Text shown:
----

During the war the Government added to the resources of the Base Hospitals in France an aid to treatment, administered thru the Reconstruction Aides. During the past few months the terms have crept into use; Occupational Therapy, Physio Therapy, as if each were an end unto itself, each the only factor necessary to heal the wounded man. This is a serious mistake. Let us not be led astray from the object of the Medical Corps even in thought and talk of this therapy and that therapy but let us unit them all under a competent surgeon, pool all the resources and make towards a successful whole. Any work aside from ward work with wounded soldiers will not be included in this paper and the means and methods only that were used in Base Hospital No. 6, A. E. F. will be recited.

In direct charge of all medical and surgical work is the surgeon, either the ward surgeon or the Chief of Department. At his disposal are various resources, the nurses, the orderlies, and the aides. The work of the nurses, their devotion to duty and brilliant work is well known to this association, and the assistance of enlisted men of the Medical department was valuable and intelligent, but it will be my scope to tell of the work of the Aides, occupational and physical.

----

Given entries:
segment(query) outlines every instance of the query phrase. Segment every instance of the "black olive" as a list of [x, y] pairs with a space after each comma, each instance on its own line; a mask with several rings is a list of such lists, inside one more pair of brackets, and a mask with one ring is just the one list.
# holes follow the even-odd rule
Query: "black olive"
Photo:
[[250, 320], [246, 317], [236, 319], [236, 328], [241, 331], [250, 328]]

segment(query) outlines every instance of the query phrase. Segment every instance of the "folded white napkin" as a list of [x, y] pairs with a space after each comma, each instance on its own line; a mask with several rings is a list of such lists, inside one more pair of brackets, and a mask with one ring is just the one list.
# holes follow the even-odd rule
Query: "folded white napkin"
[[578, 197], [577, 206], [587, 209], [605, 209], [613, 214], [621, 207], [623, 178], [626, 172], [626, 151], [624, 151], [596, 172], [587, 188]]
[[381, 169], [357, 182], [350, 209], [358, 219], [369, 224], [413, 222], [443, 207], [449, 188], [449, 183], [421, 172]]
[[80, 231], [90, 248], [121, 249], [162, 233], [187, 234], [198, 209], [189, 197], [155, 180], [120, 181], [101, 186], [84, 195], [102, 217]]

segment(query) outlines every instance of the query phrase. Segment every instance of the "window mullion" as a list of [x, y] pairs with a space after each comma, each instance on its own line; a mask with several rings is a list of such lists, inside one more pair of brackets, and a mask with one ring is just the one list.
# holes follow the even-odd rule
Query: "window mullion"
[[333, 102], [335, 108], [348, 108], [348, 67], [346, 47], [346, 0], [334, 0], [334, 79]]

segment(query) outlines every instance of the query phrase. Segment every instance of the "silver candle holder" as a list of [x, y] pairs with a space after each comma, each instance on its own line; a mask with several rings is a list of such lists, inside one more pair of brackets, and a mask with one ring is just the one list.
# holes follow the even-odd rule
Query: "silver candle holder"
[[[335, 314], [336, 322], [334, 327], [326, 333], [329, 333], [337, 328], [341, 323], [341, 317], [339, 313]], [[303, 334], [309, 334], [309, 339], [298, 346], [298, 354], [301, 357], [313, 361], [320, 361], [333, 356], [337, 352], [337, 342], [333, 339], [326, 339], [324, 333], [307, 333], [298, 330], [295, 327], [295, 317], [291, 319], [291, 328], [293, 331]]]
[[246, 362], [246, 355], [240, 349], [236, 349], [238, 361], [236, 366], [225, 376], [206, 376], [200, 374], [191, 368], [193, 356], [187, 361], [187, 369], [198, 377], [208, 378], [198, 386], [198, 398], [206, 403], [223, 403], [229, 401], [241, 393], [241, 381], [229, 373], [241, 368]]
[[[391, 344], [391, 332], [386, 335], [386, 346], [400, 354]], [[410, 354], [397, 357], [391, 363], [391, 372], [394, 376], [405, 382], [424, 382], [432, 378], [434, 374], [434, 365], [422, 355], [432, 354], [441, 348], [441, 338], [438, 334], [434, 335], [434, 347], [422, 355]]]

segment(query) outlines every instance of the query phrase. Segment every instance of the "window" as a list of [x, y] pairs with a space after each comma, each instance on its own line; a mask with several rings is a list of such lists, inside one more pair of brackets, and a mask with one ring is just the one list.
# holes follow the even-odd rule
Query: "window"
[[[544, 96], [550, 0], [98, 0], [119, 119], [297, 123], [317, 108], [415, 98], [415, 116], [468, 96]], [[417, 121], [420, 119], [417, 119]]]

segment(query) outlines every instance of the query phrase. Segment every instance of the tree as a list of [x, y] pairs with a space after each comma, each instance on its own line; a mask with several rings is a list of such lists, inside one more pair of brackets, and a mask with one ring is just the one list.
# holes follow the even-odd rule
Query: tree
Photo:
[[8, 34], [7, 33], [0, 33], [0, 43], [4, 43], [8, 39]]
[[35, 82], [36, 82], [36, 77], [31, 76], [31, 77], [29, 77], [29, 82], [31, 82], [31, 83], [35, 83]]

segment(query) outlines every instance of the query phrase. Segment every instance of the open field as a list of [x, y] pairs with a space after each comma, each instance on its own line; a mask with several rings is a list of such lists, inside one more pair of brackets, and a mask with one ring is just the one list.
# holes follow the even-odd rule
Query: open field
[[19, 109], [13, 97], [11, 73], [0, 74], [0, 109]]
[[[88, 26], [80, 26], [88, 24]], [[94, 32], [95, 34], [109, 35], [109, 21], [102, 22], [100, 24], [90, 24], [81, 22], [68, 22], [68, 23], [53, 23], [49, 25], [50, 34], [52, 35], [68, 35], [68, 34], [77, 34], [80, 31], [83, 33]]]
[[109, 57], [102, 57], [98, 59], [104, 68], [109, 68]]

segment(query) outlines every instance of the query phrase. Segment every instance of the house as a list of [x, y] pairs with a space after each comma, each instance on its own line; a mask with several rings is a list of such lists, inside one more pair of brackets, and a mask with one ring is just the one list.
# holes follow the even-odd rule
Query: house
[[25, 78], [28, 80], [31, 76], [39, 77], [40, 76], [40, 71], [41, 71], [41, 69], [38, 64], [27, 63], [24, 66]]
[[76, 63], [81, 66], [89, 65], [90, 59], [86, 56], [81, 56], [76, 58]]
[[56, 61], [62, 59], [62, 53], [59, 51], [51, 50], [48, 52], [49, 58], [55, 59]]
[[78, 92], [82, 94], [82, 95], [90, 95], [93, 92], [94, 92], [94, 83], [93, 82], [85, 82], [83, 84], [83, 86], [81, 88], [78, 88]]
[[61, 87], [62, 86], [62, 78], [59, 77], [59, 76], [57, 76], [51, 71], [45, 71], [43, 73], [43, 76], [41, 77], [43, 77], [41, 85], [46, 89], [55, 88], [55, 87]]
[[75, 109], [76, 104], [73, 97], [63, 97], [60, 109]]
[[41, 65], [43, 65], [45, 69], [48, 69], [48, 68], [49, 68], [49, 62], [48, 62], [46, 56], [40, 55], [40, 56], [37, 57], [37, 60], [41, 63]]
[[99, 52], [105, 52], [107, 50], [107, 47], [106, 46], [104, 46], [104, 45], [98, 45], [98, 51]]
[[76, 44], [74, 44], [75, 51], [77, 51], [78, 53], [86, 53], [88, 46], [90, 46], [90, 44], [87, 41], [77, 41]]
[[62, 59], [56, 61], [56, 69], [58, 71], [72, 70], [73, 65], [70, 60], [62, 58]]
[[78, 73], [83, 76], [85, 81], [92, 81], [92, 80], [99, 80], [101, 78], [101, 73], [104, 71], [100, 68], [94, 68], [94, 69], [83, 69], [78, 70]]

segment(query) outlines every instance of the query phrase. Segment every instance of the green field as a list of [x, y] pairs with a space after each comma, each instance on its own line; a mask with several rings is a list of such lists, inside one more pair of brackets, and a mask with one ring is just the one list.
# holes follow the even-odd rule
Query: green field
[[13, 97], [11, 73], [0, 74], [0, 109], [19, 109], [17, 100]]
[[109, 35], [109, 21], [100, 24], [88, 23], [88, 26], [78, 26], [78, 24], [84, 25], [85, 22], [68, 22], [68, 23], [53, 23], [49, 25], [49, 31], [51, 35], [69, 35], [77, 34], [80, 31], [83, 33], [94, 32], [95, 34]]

----

Work instruction A: Print the stretch of the text on Reconstruction Aides from "In direct charge" through "occupational and physical.", copied word for word.
Work instruction B: Translate this sentence from the text on Reconstruction Aides into Spanish: "At his disposal are various resources, the nurses, the orderlies, and the aides."
Work instruction C:
Based on the text on Reconstruction Aides, decide whether each statement agrees with it. Answer yes or no for each and quote the deciding words.
(i) The paper covers only the means and methods used in Base Hospital No. 6, A. E. F.
(ii) The paper includes work with wounded soldiers done outside the wards.
(iii) The nurses are in direct charge of all medical and surgical work.

Response area A:
In direct charge of all medical and surgical work is the surgeon, either the ward surgeon or the Chief of Department. At his disposal are various resources, the nurses, the orderlies, and the aides. The work of the nurses, their devotion to duty and brilliant work is well known to this association, and the assistance of enlisted men of the Medical department was valuable and intelligent, but it will be my scope to tell of the work of the Aides, occupational and physical.

Response area B: Tiene a su disposición diversos recursos: el personal de enfermería, los ordenanzas y los auxiliares.

Response area C:
(i) Yes: "the means and methods only that were used in Base Hospital No. 6, A. E. F. will be recited"
(ii) No: "Any work aside from ward work with wounded soldiers will not be included in this paper"
(iii) No: "In direct charge of all medical and surgical work is the surgeon"